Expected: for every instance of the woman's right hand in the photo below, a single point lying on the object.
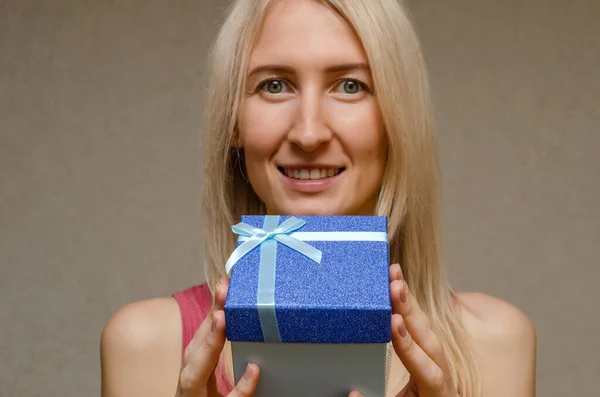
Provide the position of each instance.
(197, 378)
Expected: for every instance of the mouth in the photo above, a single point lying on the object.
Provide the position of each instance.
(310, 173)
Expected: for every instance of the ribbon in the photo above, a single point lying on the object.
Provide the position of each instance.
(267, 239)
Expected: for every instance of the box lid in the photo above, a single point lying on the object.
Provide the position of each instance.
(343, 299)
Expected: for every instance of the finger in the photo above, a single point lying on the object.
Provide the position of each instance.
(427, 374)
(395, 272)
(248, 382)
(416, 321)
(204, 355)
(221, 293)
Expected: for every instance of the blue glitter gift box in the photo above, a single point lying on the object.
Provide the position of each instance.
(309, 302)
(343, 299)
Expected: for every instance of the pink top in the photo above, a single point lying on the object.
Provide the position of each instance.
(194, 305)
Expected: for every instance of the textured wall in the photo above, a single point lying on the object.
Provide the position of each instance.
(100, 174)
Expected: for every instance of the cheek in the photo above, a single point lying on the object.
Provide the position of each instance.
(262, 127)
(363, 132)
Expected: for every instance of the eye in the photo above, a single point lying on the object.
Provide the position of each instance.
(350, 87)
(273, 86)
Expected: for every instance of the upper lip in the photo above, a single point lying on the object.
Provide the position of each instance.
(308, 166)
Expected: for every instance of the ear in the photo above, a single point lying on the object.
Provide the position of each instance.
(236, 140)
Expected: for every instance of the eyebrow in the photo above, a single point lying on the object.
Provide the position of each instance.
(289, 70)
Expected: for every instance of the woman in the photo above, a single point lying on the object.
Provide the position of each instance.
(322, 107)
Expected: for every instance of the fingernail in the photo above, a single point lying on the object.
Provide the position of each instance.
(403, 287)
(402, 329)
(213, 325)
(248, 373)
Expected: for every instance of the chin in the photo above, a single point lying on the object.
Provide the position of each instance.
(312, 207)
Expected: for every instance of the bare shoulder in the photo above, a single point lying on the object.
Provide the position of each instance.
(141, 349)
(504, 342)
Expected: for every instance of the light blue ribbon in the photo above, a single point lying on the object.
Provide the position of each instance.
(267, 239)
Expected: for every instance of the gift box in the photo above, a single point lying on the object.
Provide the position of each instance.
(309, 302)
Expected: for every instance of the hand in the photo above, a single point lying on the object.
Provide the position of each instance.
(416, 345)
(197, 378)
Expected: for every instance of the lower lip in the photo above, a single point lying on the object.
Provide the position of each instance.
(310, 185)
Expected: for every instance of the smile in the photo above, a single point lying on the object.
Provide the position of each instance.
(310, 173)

--

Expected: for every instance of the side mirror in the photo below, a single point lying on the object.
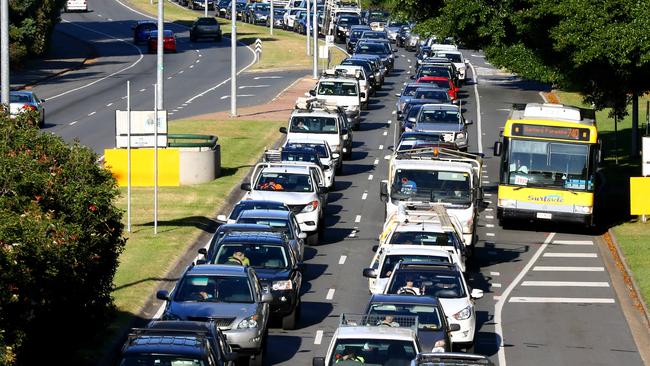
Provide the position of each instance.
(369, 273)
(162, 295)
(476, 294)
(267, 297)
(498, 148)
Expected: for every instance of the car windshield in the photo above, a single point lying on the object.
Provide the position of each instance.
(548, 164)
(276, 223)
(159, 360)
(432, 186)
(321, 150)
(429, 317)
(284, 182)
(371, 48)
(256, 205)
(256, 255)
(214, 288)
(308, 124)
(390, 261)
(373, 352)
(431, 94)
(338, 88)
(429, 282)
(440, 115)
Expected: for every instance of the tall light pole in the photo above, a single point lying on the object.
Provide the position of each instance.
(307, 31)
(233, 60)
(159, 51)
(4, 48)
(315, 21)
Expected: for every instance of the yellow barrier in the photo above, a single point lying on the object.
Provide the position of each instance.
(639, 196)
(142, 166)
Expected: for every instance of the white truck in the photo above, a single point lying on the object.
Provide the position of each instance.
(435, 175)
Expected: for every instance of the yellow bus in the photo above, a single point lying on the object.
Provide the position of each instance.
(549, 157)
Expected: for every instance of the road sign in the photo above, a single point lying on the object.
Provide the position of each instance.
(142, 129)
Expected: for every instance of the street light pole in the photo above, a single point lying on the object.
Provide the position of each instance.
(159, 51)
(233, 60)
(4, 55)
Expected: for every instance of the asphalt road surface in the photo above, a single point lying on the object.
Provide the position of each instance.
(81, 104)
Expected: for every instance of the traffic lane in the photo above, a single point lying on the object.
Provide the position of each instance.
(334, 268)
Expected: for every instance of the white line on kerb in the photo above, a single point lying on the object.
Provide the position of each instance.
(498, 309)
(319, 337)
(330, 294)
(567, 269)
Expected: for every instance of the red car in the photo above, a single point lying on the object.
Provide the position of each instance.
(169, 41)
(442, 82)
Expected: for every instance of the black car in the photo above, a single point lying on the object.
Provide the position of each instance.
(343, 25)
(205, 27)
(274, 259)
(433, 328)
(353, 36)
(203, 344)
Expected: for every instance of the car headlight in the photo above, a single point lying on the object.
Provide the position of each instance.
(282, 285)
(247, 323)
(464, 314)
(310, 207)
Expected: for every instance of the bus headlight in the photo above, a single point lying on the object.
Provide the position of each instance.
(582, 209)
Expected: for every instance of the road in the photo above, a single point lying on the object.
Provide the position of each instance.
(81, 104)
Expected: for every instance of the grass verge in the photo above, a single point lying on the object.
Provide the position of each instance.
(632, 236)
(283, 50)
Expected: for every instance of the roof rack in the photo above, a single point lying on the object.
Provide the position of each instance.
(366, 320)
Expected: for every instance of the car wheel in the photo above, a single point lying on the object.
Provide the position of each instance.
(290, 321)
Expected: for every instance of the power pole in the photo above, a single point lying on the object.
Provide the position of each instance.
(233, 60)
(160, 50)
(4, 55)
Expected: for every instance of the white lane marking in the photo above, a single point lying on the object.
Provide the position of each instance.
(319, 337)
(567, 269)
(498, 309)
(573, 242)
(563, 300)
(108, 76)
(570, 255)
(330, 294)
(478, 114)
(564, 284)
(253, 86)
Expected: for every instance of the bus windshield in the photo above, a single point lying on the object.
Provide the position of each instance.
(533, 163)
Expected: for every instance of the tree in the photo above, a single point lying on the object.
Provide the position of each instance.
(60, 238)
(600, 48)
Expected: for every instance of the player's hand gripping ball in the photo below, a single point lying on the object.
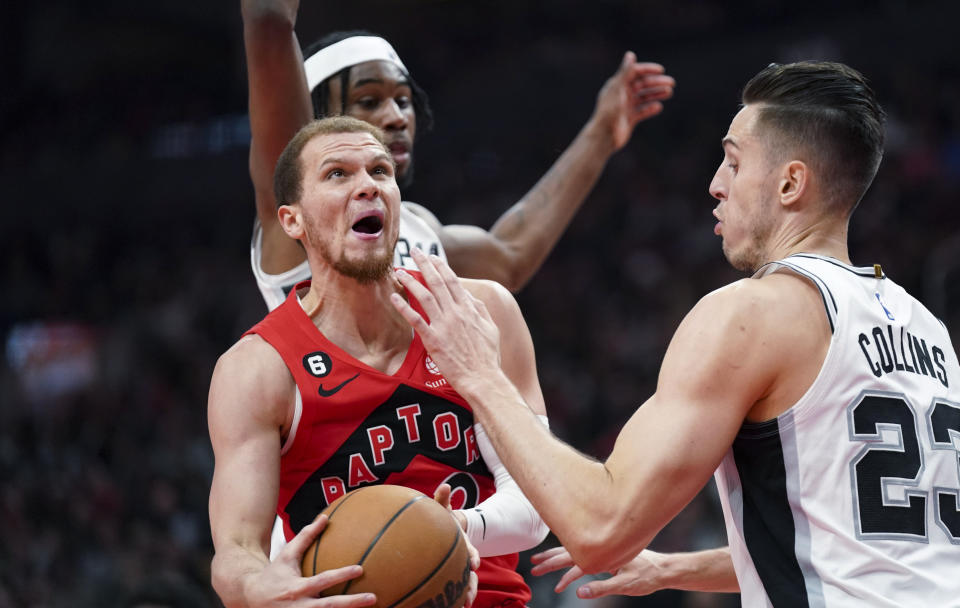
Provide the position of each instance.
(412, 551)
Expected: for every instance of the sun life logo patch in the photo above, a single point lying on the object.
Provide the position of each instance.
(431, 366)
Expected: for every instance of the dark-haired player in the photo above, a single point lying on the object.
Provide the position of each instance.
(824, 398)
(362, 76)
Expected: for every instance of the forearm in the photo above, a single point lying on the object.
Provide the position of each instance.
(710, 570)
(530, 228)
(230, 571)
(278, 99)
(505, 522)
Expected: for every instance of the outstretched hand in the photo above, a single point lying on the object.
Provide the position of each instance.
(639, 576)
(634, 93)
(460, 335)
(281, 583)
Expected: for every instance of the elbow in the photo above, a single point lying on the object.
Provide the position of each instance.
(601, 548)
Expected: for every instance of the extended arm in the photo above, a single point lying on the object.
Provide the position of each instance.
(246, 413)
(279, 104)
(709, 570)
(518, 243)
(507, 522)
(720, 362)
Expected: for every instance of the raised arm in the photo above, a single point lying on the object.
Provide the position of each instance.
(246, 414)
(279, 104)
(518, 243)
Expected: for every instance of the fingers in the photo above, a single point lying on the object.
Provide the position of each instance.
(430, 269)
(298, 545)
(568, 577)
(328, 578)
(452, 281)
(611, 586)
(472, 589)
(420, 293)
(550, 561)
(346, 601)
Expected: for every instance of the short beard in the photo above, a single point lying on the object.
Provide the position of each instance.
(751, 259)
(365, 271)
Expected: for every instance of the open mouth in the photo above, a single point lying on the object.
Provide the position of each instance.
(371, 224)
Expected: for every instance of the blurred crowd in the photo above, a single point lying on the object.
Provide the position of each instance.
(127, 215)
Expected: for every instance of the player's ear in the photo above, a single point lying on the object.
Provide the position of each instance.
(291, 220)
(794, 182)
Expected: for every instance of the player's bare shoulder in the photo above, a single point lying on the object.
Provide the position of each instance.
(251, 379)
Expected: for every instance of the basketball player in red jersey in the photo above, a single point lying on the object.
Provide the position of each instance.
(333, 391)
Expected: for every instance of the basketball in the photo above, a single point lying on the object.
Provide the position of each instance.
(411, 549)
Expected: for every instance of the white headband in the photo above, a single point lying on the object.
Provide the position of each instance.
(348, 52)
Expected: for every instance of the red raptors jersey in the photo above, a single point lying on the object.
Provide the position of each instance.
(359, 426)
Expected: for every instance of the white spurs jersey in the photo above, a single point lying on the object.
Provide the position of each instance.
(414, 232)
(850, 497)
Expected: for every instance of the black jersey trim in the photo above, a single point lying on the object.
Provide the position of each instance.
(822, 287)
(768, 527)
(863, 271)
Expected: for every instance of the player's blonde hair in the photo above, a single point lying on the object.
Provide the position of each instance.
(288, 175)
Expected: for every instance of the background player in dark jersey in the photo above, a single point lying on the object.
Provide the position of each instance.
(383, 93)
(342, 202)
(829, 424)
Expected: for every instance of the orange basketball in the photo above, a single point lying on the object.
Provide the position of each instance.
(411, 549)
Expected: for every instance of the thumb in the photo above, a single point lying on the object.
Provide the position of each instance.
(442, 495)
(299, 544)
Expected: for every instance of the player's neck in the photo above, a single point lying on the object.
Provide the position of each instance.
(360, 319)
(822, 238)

* * *

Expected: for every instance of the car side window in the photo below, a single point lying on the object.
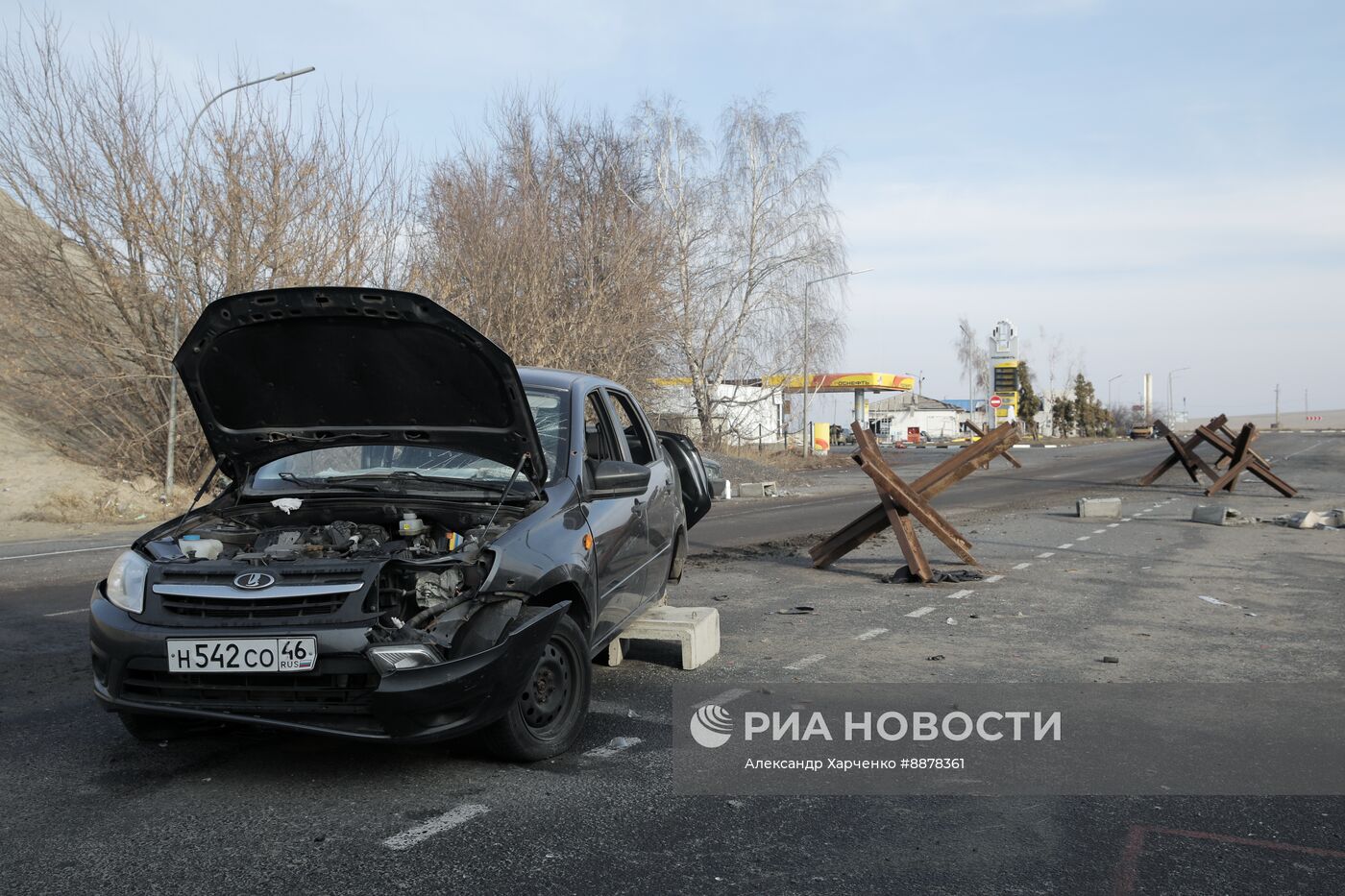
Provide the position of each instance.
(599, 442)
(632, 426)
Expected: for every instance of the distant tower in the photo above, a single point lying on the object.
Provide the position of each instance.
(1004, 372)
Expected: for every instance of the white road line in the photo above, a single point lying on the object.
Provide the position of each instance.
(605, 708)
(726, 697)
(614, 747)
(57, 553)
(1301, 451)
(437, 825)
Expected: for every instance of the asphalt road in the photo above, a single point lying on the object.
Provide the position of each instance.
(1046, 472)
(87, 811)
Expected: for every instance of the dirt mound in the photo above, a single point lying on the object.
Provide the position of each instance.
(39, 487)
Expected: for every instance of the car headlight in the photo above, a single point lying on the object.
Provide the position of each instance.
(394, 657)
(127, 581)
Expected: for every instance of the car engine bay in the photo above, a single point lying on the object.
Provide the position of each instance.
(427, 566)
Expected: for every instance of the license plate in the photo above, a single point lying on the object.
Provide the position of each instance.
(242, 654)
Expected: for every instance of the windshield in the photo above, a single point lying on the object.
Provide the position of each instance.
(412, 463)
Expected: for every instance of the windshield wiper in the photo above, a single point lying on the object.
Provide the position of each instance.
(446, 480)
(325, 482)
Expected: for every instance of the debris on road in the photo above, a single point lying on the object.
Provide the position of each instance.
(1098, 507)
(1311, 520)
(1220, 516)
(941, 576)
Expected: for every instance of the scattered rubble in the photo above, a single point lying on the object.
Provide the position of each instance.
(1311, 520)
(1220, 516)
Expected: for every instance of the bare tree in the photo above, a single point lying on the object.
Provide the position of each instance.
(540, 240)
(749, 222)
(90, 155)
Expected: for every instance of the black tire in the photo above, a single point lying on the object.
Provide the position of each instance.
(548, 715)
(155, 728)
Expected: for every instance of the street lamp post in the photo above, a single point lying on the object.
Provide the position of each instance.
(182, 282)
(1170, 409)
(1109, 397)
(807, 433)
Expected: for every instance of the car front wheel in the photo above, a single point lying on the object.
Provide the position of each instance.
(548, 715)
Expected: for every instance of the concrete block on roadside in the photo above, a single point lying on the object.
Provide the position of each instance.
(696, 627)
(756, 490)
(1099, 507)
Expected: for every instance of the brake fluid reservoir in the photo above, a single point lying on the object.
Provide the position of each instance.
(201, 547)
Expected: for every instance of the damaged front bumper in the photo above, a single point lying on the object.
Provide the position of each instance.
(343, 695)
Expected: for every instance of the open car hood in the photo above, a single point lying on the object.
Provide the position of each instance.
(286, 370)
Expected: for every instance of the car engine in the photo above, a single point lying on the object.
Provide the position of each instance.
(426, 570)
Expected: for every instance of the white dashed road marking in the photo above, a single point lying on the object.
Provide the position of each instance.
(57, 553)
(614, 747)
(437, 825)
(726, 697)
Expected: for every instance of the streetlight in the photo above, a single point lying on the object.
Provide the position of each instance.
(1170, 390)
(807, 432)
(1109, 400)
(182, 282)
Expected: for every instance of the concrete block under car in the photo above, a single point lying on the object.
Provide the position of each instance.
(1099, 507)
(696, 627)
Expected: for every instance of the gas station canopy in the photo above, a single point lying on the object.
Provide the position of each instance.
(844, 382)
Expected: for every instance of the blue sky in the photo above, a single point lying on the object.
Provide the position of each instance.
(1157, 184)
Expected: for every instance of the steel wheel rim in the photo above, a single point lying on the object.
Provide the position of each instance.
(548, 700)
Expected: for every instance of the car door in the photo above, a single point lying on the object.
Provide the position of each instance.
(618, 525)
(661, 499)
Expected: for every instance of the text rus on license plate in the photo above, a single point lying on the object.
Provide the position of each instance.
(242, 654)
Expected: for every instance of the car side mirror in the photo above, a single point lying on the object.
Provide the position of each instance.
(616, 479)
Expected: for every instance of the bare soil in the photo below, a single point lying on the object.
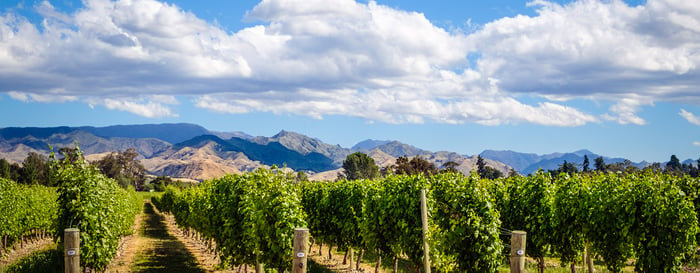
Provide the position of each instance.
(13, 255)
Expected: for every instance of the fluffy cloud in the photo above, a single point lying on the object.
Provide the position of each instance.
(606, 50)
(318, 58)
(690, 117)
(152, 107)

Goal of the exercise
Please extract every line of the data above that contains the word "gift", and copy each of those lines in full.

Answer to this exercise
Expected: for every instance of the blue glitter gift box in the photo above, a single point lying on the object.
Expected: for every instance of the gift box in the photo above, a single point lying on the object.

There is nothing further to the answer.